Tasks to perform:
A) List every city or town named in the account of the steamboat Multnomah below.
B) Proceed with the account of the steamboat Multnomah, picking up after its final sentence.

Multnomah needed deeper water to operate in than was generally available on the upper Willamette, so in May 1852, the vessel was lined over Willamette Falls to the lower river. ("Lining" was a process of hooking of a cable to the vessel and a point on the shore, and hauling on the cable using the vessel's capstan to move the vessel up through rapids. With care, the same technique could be used to take the vessel over rapids and short falls.) After this, Multnomah was worked on the routes running from Portland, including Portland to Oregon City. In the early 1850s, for the steamboats in general on the Oregon City-Portland run, rates were $5 per passenger and $15 per ton of freight. (A ton was unit of volume, not of weight, generally equal to 100 cubic feet.)

In the fall of 1852, Multnomah ran on the route from Portland up the Columbia River to the Cascades of the Columbia, under the command of Captain Fauntleroy. In 1853, Multnomah was returned to the Portland-Oregon City route under Capt Richard Hoyt Sr. In late 1852, Multnomah, advertised as the "new and splendid steamer", made connections in Portland with the Lot Whitcomb, with Multnomah carrying traffic between Portland and Oregon City, and Lot Whitcomb running between Portland and Astoria. Multnomah was advertised as embarking Oregon City passengers bound for the Whitcomb at 3:00 p.m. on Mondays and 7:30 a.m. on Wednesdays. George Abernethy was Multnomahs agent in Oregon City. Fares could be paid to Abernathy at his store or to the captain on board Multnomah.

Source material:

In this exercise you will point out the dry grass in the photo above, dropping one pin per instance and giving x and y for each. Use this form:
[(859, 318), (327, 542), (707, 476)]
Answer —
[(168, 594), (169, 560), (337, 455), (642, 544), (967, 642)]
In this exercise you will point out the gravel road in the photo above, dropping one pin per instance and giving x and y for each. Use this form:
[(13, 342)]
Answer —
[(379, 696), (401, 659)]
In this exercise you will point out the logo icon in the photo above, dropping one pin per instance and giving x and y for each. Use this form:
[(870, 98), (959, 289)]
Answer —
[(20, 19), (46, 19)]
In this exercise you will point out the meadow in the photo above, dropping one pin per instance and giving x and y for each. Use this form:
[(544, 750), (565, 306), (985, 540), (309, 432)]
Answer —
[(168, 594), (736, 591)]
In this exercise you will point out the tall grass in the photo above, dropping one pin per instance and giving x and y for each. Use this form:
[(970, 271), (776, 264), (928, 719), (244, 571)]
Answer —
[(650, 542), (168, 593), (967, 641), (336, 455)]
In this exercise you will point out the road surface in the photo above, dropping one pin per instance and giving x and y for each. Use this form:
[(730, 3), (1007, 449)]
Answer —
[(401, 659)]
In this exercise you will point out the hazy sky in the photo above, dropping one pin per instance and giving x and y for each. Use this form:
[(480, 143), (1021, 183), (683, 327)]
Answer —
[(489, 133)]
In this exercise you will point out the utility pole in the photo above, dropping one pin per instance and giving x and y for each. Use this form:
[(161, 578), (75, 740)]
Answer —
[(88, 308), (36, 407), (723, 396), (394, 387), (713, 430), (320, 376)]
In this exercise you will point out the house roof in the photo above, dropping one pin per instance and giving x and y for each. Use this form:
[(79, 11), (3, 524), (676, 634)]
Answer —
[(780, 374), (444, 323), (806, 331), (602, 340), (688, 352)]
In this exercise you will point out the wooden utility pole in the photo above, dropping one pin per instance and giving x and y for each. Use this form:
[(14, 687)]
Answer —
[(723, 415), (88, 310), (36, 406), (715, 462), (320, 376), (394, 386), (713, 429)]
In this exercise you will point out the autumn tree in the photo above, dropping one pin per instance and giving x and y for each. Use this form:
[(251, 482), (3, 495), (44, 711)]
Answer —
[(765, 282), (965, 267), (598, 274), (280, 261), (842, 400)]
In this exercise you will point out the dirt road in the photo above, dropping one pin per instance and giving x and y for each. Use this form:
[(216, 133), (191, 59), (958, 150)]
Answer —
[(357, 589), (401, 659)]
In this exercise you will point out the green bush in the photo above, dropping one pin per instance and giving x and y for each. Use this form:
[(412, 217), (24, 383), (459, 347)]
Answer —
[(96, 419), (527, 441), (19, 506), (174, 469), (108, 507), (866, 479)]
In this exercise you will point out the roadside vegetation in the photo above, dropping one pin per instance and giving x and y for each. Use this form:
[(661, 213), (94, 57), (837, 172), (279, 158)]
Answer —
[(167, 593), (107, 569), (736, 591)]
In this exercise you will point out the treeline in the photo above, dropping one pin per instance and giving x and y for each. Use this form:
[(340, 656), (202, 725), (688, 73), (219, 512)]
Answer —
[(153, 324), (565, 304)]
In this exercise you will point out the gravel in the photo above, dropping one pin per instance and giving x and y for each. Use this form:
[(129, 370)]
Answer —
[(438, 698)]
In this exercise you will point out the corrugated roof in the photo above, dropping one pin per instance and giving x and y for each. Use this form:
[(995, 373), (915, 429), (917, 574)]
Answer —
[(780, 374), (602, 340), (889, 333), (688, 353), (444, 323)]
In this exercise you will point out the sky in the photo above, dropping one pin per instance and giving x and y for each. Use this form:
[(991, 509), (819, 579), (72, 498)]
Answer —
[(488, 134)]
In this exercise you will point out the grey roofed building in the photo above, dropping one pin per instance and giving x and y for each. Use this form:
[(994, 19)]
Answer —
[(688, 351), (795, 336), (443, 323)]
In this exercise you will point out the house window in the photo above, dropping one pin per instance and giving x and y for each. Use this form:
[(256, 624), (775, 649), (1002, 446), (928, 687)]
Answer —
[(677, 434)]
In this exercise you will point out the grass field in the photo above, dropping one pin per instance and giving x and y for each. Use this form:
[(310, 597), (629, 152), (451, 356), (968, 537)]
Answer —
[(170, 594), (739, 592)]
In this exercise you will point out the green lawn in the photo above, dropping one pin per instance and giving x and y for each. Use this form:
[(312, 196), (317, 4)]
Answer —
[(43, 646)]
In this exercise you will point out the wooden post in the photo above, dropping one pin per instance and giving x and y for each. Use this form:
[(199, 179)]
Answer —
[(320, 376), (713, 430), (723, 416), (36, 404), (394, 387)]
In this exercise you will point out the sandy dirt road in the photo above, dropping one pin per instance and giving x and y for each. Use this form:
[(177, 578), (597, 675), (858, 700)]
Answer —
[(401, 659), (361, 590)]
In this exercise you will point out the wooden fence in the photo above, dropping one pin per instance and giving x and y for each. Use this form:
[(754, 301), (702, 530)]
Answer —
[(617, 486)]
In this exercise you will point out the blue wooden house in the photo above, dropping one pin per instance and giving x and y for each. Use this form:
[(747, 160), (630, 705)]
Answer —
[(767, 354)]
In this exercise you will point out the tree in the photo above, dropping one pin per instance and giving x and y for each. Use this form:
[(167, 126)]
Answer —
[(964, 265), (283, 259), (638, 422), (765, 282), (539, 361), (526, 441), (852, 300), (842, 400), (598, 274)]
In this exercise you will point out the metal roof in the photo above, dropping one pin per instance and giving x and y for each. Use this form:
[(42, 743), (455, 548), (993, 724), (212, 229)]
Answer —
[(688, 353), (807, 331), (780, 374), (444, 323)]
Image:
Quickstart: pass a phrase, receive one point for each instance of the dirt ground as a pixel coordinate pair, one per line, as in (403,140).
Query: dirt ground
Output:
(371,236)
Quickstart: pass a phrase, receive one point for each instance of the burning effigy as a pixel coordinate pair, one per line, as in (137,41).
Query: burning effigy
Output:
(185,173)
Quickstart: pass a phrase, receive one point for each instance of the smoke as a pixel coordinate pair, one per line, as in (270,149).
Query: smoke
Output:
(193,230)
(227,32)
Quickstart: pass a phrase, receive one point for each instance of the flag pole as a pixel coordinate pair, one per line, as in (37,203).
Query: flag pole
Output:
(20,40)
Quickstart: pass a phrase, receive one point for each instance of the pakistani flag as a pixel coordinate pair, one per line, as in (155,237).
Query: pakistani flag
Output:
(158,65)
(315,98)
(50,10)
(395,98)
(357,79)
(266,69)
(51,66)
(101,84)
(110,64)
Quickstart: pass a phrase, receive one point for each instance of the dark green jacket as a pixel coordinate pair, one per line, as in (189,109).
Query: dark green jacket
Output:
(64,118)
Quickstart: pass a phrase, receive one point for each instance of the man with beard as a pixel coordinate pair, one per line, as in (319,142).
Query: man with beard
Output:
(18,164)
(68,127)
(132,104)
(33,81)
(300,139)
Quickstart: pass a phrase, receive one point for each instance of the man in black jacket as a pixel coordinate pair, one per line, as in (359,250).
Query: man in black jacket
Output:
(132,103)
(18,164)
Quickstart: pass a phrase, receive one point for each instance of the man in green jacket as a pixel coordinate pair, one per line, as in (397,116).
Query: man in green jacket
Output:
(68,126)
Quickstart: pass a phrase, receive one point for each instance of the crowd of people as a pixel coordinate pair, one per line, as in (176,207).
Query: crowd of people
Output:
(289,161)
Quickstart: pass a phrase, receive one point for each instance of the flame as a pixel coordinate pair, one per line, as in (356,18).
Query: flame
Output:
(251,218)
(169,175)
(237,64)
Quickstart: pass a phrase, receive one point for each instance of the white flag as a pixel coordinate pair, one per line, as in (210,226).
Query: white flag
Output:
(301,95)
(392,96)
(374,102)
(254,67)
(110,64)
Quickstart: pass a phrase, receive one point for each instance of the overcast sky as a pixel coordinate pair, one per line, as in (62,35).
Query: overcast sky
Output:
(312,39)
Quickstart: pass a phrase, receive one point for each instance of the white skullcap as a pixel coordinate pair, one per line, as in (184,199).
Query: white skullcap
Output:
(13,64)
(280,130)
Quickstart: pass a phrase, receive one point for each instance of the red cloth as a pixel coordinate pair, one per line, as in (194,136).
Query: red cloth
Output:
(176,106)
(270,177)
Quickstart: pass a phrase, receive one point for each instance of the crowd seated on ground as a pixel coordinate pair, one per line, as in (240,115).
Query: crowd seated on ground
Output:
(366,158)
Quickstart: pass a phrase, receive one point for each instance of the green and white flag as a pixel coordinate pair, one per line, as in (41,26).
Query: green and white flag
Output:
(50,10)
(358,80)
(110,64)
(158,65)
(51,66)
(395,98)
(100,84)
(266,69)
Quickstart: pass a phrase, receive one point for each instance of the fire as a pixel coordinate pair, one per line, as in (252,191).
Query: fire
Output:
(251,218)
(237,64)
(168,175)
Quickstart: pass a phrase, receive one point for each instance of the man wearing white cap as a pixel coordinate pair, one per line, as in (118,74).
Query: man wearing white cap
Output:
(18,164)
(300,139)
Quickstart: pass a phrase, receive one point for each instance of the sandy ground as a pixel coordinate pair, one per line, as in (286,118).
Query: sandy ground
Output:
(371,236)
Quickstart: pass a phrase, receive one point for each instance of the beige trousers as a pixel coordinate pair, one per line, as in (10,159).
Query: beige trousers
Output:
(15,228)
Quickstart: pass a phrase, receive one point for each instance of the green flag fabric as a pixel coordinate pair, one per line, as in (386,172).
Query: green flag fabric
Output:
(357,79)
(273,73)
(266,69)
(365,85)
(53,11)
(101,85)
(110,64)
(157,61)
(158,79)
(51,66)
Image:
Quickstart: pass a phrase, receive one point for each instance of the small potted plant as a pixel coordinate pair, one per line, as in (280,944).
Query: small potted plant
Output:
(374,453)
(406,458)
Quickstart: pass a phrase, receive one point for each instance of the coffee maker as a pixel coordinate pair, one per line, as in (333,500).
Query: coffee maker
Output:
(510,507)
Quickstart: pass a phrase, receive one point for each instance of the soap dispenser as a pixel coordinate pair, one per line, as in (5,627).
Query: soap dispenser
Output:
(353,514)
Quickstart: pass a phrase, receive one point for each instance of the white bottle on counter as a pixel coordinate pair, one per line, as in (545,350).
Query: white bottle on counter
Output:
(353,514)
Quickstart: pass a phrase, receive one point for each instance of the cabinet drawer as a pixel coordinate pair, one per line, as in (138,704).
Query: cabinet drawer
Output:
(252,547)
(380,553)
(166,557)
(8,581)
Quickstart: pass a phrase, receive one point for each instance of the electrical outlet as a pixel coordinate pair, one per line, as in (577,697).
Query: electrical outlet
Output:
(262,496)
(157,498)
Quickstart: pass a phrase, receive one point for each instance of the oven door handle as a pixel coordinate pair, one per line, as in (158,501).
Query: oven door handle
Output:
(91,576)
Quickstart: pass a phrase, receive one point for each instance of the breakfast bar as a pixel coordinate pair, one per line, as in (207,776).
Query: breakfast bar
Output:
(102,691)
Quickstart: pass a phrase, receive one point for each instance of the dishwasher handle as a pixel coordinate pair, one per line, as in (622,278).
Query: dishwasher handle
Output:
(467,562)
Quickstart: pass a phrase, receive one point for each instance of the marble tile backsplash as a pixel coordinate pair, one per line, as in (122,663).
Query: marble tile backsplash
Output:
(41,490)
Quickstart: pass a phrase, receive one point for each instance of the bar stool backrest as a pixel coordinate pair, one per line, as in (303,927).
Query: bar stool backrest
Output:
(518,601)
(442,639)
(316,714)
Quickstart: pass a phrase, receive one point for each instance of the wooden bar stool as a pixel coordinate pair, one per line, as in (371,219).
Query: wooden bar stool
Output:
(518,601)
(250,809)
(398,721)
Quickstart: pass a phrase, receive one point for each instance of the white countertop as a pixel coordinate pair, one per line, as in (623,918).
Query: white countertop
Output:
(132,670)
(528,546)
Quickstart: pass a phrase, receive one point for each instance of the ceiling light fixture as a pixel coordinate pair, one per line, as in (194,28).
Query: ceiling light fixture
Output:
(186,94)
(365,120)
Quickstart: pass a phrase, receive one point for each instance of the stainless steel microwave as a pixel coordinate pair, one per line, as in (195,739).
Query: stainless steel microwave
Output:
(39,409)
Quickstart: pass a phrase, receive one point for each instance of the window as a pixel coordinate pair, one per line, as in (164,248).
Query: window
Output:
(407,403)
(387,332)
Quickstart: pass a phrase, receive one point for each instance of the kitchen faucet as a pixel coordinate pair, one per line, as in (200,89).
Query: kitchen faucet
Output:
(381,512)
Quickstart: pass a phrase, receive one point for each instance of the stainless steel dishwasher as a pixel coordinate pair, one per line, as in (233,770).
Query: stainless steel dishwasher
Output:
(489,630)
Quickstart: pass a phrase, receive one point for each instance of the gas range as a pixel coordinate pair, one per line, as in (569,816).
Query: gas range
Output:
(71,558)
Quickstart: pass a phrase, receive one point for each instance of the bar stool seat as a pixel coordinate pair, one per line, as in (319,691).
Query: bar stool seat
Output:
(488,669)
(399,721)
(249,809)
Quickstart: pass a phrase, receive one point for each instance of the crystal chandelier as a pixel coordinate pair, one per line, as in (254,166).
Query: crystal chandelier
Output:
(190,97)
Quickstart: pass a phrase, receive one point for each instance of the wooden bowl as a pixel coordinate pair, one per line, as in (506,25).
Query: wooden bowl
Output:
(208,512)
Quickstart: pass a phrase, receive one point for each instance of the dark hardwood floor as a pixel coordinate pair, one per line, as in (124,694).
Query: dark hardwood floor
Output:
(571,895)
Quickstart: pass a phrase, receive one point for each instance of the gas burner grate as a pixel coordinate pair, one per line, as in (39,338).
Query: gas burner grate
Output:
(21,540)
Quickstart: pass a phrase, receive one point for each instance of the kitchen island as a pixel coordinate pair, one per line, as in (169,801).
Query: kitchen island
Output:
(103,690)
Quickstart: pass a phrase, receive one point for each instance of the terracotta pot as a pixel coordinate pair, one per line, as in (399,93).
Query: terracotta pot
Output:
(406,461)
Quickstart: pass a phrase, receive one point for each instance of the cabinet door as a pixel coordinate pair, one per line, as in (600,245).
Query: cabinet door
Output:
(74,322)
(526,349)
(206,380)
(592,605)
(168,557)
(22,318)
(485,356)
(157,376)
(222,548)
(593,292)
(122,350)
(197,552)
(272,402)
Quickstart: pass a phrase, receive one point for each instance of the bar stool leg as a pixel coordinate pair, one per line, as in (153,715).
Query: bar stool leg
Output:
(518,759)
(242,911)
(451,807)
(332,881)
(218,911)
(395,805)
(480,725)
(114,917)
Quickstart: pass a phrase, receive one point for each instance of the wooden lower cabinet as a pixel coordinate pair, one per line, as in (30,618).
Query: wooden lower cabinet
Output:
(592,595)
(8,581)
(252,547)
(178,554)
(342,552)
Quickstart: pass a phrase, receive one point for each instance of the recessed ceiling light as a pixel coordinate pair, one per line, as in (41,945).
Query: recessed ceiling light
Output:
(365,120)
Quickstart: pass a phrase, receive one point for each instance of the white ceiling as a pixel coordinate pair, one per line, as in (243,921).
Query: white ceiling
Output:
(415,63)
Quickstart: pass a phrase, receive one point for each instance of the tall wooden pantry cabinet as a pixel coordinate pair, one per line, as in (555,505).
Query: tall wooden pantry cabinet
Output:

List of answers:
A) Portland, Oregon City, Astoria

B)
Competition was fierce among the steamboats on the lower Willamette in the early 1850s. To keep rates up, George S. Hoyt, owner of Multnomah and Alexander S. Murray, owner of the sidewheeler Portland formed the first steamboat combination on the river. In 1854 Richard Hoyt Sr. bought Multnomah and put the vessel on the Portland-Astoria run, where he had the mail contract. During Hoyt's ownership, Multnomah was used mainly on the lower Columbia, that is, the stretch of the river running from Astoria to the Cascades, and also up the Willamette Portland. In 1859, Hoyt chartered the vessel to Captain Molthorp, who ran it briefly again on the Portland-Oregon City route. Hoyt remained the owner of Multnomah until he died in 1862. After Hoyt died, Multnomah was sold to the Oregon Steam Navigation Company.

Multnomah was considered the fastest vessel on the river in the early 1850s, and once was able to travel the 18 mi from Portland to Vancouver, WT in one hour 20 minutes, then considered a speedy trip.

== Captains ==
Captains of Multnomah included John H. Couch, Richard Hoyt Sr., Henry L. Hoyt, John McNulty, William E Molthrop, and Fauntleroy. Pursers included M.B. Miller, J.M. Gillman, J.M. Breck Richard Hoyt Jr. and others.

== Disposition ==
Multnomah was dismantled in 1864 at Portland.